Task statement:
Emit a verbatim copy of the lines running from the line with "Target: white wall" through the end of the material below.

■ ■ ■ ■ ■

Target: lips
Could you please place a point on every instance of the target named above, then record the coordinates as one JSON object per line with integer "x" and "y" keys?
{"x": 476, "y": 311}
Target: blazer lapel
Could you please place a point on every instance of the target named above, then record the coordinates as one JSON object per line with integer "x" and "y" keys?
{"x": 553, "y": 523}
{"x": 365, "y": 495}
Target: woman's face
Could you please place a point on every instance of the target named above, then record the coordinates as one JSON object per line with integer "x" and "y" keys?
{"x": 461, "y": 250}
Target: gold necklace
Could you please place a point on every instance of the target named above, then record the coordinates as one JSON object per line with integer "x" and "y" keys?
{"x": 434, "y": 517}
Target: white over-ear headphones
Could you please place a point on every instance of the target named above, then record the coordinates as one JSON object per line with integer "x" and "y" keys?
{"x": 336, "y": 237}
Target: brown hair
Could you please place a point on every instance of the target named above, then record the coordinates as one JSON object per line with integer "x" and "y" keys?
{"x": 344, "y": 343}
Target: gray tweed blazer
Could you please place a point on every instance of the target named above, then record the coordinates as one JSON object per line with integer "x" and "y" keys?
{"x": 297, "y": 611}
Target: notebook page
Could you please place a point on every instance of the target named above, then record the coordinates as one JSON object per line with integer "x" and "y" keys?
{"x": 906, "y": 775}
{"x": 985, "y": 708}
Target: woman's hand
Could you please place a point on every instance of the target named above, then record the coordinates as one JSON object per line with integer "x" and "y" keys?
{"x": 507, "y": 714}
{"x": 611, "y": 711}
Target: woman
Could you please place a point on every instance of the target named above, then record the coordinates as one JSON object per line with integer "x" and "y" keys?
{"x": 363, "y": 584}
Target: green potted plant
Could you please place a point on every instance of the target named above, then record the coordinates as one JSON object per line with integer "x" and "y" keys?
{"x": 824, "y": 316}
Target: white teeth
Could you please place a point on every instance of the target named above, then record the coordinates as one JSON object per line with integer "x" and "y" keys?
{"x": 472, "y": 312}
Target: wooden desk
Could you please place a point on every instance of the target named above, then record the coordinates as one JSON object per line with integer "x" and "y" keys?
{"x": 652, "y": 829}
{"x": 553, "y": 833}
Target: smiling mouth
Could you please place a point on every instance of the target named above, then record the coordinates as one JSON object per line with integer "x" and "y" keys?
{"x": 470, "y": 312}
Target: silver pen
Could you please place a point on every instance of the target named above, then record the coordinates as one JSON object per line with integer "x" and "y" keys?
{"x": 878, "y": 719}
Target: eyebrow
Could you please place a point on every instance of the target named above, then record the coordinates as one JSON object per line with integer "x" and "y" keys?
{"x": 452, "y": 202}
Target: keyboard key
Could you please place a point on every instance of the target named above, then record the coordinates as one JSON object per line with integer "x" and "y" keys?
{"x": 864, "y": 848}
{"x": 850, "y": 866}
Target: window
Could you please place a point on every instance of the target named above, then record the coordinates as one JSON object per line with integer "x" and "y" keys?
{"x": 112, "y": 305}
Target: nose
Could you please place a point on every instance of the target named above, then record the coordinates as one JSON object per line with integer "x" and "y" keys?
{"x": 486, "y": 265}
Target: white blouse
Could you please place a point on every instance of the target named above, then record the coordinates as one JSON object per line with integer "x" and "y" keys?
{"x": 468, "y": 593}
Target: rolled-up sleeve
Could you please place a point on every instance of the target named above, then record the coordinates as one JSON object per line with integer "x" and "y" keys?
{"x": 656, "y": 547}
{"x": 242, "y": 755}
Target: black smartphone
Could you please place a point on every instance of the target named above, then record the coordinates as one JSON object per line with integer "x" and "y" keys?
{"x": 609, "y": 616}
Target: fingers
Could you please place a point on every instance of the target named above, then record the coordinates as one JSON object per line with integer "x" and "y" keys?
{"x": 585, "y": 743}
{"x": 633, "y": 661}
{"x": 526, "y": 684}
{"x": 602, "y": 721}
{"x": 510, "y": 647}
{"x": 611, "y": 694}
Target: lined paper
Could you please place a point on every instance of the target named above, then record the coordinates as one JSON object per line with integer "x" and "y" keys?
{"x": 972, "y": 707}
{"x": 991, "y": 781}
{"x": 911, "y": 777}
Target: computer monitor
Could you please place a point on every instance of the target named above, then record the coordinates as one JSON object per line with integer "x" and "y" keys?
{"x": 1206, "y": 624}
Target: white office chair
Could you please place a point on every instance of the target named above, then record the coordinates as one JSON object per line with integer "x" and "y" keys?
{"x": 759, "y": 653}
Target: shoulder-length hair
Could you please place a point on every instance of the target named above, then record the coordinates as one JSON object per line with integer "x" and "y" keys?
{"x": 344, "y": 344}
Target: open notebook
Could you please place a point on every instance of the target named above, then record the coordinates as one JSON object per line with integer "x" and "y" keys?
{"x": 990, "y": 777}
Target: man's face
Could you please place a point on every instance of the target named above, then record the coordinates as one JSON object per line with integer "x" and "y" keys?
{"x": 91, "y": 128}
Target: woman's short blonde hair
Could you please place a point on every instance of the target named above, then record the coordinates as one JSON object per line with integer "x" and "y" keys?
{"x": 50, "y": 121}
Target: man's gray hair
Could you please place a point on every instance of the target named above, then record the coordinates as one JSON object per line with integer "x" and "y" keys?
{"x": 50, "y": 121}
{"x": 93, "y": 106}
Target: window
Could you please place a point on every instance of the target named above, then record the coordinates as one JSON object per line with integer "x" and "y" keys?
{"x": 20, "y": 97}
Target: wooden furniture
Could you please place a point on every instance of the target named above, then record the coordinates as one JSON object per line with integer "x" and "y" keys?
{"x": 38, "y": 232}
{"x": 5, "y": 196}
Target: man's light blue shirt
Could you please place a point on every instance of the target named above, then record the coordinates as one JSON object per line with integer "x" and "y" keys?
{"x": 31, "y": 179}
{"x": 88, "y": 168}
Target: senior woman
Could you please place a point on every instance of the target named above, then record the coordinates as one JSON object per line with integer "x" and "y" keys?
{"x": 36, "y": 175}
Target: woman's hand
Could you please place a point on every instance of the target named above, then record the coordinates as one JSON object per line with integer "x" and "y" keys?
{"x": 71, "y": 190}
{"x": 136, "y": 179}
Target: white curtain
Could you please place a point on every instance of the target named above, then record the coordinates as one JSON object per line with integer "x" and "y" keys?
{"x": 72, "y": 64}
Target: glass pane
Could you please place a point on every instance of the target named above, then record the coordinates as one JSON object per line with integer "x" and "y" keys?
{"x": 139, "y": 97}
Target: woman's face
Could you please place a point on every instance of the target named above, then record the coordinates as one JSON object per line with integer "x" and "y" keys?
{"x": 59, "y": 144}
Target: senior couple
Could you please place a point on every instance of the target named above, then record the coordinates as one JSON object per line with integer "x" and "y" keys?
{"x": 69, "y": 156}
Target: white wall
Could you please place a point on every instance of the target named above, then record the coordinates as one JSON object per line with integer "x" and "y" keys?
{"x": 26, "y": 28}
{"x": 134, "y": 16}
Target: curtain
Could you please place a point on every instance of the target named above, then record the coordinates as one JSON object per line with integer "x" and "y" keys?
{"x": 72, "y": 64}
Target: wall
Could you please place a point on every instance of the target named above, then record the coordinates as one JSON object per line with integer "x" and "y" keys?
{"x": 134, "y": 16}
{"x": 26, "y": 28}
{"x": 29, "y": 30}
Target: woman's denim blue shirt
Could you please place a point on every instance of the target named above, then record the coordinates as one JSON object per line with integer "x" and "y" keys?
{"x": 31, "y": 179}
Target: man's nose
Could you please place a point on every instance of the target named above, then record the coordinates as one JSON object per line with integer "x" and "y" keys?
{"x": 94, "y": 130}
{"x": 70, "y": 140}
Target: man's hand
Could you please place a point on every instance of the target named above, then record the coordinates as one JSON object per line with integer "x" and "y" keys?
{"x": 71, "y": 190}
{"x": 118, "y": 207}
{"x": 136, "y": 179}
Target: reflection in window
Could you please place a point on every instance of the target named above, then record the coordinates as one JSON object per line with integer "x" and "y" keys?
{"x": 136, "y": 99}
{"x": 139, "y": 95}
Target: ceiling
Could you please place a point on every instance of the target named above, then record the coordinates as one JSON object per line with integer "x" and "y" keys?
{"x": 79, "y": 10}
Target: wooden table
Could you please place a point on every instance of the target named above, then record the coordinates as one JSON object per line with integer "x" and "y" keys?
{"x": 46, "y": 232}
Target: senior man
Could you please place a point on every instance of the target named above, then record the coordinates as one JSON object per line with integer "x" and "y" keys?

■ ■ ■ ■ ■

Full output:
Target: white wall
Could you please place a point on every instance of the target named above, then record the coordinates as one JSON object per line with integer "x" and "y" keys?
{"x": 26, "y": 28}
{"x": 134, "y": 16}
Target: curtain
Could you please place a point on every instance of the target named above, then record the coordinates as one JSON object per line with integer "x" and "y" keys?
{"x": 72, "y": 64}
Target: wall
Could you please place a point on every instance of the target named above, then record the coordinates as one JSON object per line with integer "x" and "y" keys?
{"x": 134, "y": 16}
{"x": 26, "y": 28}
{"x": 29, "y": 30}
Target: woman's denim blue shirt
Could you please place a point on every instance of the target named above, then record the coordinates as one JSON object per line with integer "x" and "y" keys?
{"x": 31, "y": 179}
Target: man's nose
Could you please place a point on every instance of the target named above, then record the coordinates as one JSON object per line with integer "x" and "y" keys?
{"x": 94, "y": 130}
{"x": 70, "y": 140}
Target: man's hand
Could you please place a point on every instance of the target named above, then record the coordinates as one JSON object per line with integer "x" and "y" keys?
{"x": 71, "y": 190}
{"x": 118, "y": 207}
{"x": 136, "y": 179}
Target: reflection in window
Could you please place a point on every instance of the target named above, then record the coordinates as one JSON object per line with integer "x" and "y" keys?
{"x": 136, "y": 99}
{"x": 139, "y": 95}
Target: ceiling
Could you please place a point on every instance of the target named above, then record the coordinates as one JSON object per line with integer "x" and "y" keys?
{"x": 79, "y": 10}
Target: wooden table
Could you please place a point on every instance of the target named above, then record the coordinates as one JSON object per line with integer "x" and "y" keys?
{"x": 46, "y": 232}
Target: senior man
Could you please place a point on every instance of the target named above, then record the coordinates as one JSON object per line with integer "x" and "y" keys?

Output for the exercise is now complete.